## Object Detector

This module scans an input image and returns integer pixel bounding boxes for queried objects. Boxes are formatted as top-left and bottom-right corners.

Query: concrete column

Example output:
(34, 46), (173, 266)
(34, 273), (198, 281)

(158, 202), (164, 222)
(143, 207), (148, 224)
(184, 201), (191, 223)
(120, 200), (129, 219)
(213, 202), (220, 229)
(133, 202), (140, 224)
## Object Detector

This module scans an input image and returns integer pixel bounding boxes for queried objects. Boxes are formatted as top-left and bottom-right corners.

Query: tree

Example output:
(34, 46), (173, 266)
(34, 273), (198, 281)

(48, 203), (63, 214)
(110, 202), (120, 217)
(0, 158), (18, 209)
....................
- _Required task_:
Copy out every line of the records above, requests included, and shift each bounding-box coordinate in the answers up by 134. Leave the numbers in the requests and their sample output unchanged.

- _Answer to the task_:
## Object Detector

This module scans an input image and returns integer pixel bounding boxes for queried objects. Boxes are formatted as top-left and bottom-right corners.

Query: concrete column

Example output:
(34, 46), (173, 266)
(34, 273), (198, 281)

(292, 336), (298, 356)
(277, 341), (282, 358)
(318, 335), (325, 357)
(254, 334), (263, 353)
(347, 336), (354, 363)
(267, 336), (274, 358)
## Object Detector

This module scans an input image and returns integer pixel bounding boxes for queried objects. Boxes are formatted as top-left and bottom-right corners.

Query: tree

Example output:
(34, 46), (173, 266)
(34, 273), (198, 281)

(182, 337), (197, 348)
(244, 336), (254, 351)
(134, 292), (152, 343)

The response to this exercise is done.